#### TASK PROMPT
The answer must restate every entry exactly as it appears.

#### AVAILABLE DATA
++++++++

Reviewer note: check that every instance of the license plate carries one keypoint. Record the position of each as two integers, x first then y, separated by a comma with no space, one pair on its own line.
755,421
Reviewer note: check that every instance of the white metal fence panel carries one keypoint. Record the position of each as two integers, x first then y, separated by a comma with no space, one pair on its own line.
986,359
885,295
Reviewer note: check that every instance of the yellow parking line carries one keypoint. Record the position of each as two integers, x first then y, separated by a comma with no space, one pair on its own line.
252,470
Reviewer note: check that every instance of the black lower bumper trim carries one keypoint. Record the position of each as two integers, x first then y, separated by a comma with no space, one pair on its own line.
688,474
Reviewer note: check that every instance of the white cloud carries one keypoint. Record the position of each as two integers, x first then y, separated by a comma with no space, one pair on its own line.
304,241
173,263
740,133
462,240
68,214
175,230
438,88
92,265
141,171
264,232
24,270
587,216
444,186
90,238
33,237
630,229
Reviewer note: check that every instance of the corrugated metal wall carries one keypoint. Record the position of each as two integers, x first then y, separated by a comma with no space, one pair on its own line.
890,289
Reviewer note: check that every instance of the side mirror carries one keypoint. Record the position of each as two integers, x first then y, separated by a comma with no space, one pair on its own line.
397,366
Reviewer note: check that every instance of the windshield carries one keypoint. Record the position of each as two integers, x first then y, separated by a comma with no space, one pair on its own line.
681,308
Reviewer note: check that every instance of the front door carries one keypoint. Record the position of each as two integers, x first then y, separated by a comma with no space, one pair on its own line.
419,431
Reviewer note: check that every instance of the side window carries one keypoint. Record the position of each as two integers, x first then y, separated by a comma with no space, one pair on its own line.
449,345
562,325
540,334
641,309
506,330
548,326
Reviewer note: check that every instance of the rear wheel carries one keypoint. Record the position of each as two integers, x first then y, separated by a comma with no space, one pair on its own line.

++++++++

#### RESPONSE AREA
Reviewer note: check that every instance of the license plate carries one keypoint. Record the position of each as two integers, x first then y, separated by a comma with no space, one pair on its own line.
755,421
Reviewer note: check that every instance of the white metal fence panel carries one keypoint. Record the position of each as two integers, x first then y, separated by a comma with no space, one pair on its own line.
986,359
885,295
Reviewer note: check that every instance of the yellow parking line carries one keypoint. Record the position of each as two integers, x first then y, separated by a comma with no space, one pair on its own line.
252,470
Reviewer note: check that every instance of the black lower bumper trim carries one keypoint. Record the position of each as two integers, x first then y, separated by a comma with no space, one pair on its own line.
688,474
Reviewer note: check that every instance of the white cloud carries one keypoint. Record the position of each as two integers, x first then y, separated by a comma with no space, one pair on its own line.
304,241
173,263
740,133
462,240
68,214
175,230
438,88
92,265
141,171
264,232
24,270
587,216
444,186
90,238
33,237
630,229
Reviewer note: check that every instance of the corrugated metal wall carries one keypoint. Record the position of each as two integers, x first then y, separated by a comma with no space, one pair on its own line.
890,289
Reviewer note: check that every instance of the side mirror carries one keypoint. Record the position of each as two integers, x first then y, separated by a comma with no space, one pair on its own line.
397,366
Reviewer note: check that every instance of the windshield carries one keypoint. Record the position of each as two integers, x first then y, separated by a comma with no space, one pair on its own line.
681,308
Reviewer note: check that every instance of the front door carries one keypoint. Record the position of each as two integers, x first then y, separated by a comma with no space, one pair on its own line.
419,431
Reviewer note: check that every instance of the side window carries one keypoint. Record the position of each as two integers, x first then y, separated by a comma with no space, one pair on its own line.
449,345
562,325
540,334
641,309
506,330
548,326
Reviewer note: check that every instance of the rear wheel carries one keypoint. Record the position of each as two integers, x first then y, separated by a comma with no space, one pair on its own line.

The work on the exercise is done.